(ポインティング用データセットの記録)
════

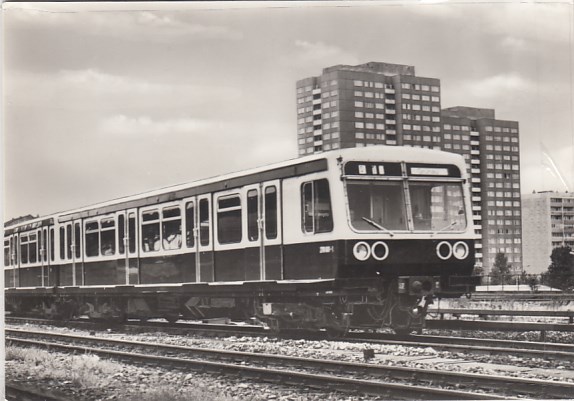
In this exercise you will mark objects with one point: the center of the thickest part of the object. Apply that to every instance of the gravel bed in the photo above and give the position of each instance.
(126, 382)
(558, 337)
(392, 355)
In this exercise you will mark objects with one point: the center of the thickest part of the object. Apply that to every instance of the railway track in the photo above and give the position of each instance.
(481, 346)
(371, 379)
(552, 351)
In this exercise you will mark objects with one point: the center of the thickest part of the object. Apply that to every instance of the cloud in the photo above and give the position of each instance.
(143, 125)
(512, 43)
(94, 88)
(130, 25)
(320, 54)
(494, 86)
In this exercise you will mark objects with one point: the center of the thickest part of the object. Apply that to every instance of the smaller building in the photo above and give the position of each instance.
(547, 223)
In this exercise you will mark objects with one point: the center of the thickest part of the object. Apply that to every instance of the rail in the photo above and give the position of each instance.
(483, 313)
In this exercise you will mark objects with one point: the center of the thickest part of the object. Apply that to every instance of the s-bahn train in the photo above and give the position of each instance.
(357, 237)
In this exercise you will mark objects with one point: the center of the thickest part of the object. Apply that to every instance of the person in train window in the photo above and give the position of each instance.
(156, 242)
(107, 250)
(173, 241)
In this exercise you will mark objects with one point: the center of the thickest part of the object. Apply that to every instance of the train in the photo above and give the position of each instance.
(360, 237)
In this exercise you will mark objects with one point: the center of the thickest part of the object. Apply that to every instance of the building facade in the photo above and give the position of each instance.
(387, 104)
(548, 223)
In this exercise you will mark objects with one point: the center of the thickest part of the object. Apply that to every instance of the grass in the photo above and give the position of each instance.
(84, 371)
(91, 372)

════

• _作業内容_
上の記録すべてについて、「thickest」を「widest」に入れ替え、ほかは変えずに書き直してください。画像は含めないでください。

• _完成例_
In this exercise you will mark objects with one point: the center of the widest part of the object. Apply that to every instance of the gravel bed in the photo above and give the position of each instance.
(126, 382)
(558, 337)
(392, 355)
In this exercise you will mark objects with one point: the center of the widest part of the object. Apply that to every instance of the railway track in the photo above and give the position of each instance.
(481, 346)
(371, 379)
(552, 351)
In this exercise you will mark objects with one point: the center of the widest part of the object. Apply that to every instance of the cloud in the photo above and give the position of each instance.
(143, 125)
(512, 43)
(94, 88)
(130, 25)
(320, 54)
(494, 86)
In this exercise you will mark objects with one point: the center of the widest part of the object. Apply that to every instance of the smaller building in the photo above and give the position of each instance.
(547, 223)
In this exercise you will mark objects with one point: the center of the widest part of the object. Apply that to every instance of the rail in the photo above and give the position of each instance.
(483, 313)
In this exercise you will mark objects with one point: the center of the widest part of the object. Apply that to every instance of the s-bahn train in the photo above and give the position of each instance.
(357, 237)
In this exercise you will mark objects with one point: the center of the widest part of the object. Apply that to every instance of the person in train window in the photo above and give the position of each instance.
(156, 242)
(107, 250)
(173, 241)
In this exercise you will mark objects with one point: the center of the widest part of the object. Apply that to every instance of the train in the photo above and give the position of each instance.
(360, 237)
In this exercise you will mark objects with one point: the center of the widest part of the object. Apply that to every instance of the building facade in the photo above and give the position of each instance.
(387, 104)
(548, 223)
In this exercise you will mark objects with one point: the center of the widest part of the object. Apply that to every instance of the grass in the photo above and give the position of each instance.
(84, 371)
(91, 372)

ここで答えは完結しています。